Fragmento del texto
* * * * * * *
Mario Szichman
“Solo existe la verdad que hiere”
Napoleón Bonaparte
En 1829, Henri La Fayette Villaume Ducoudray
Holstein, publicó Memoirs of Simon
Bolivar: President Liberator of the Republic of Colombia, en la editorial S. G. Goodrich, de Boston, Massachussets.
El libro fue luego traducido al alemán y al francés. Recién en el 2010, es
decir, 180 años después, apareció una edición en castellano (Terra Firma editores).
Ducoudray Holstein es una de las bestias negras
de los pergeñadores del mito bolivariano, al igual que otros militares europeos
que revistaron en los ejércitos de La Gran Colombia. En mi opinión, todos
ellos, especialmente Gustavus Hippisley en su Narrative of the Expedition to the Rivers Orinoco and Apure in South
America, Londres, 1819, y el anónimo autor de Recollection of a Service of Three Years During the War of
Extermination, by an Officer of the Colombian Navy (1828), son muy
superiores a la mayoría de los historiadores venezolanos, con excepción de
Vicente Lecuna, autor de Crónica Razonada
de las guerras de Bolívar. Aunque Lecuna era un fervoroso bolivariano, sus
argumentos son muy respetables, y es invaluable a la hora de reseñar batallas. Es de lamentar que el culto a Bolívar haya
sido una de las piedras angulares de todo presidente asentado en el Palacio de
Miraflores. (En ese sentido, recomiendo de manera entusiasta, el ensayo El culto a Bolívar, del gran historiador
German Carrera Damas, donde demuele el mito con gran ironía y excelentes
fuentes).
Puede acusarse a Ducoudray Holstein de escribir
acerca del héroe epónimo con indignación, porque Bolívar se rehusó a darle
varias promociones previamente prometidas; pero nadie le puede negar sus aptitudes
militares o su prolija documentación.
* * * * * * *
Registros de un conjunto de datos de anotación
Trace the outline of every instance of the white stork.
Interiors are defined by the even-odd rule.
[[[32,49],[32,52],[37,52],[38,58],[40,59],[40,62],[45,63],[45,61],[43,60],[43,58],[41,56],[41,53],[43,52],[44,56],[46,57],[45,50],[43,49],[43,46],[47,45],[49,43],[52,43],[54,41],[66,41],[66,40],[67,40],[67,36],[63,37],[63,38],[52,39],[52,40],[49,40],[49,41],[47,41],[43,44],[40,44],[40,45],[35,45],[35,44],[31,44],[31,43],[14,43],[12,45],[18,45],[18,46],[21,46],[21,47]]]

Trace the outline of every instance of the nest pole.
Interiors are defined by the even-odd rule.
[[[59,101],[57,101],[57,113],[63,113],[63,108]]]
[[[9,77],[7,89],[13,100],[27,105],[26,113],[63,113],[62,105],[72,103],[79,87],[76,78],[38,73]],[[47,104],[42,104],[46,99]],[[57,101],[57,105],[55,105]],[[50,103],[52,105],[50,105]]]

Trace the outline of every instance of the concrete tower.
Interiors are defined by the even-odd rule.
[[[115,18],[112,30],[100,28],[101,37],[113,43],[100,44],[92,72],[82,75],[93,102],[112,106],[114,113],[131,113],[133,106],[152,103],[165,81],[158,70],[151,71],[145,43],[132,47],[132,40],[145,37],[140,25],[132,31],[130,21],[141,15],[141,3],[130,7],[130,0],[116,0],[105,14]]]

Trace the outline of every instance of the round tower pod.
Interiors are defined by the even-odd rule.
* * * * * * *
Instrucción 1
Según el texto sobre las memorias de Bolívar de Ducoudray Holstein, ¿en qué año apareció la edición en castellano de ese libro?
Instrucción 2
Actualiza los registros desde la línea que contiene "Trace the outline of every instance of the round" hasta el final de los registros, ambas incluidas, sustituyendo "round tower pod" por "circular tower pod" sin cambiar nada más.

Respuesta completa 1
En 2010.

Respuesta completa 2
Trace the outline of every instance of the circular tower pod.
Interiors are defined by the even-odd rule.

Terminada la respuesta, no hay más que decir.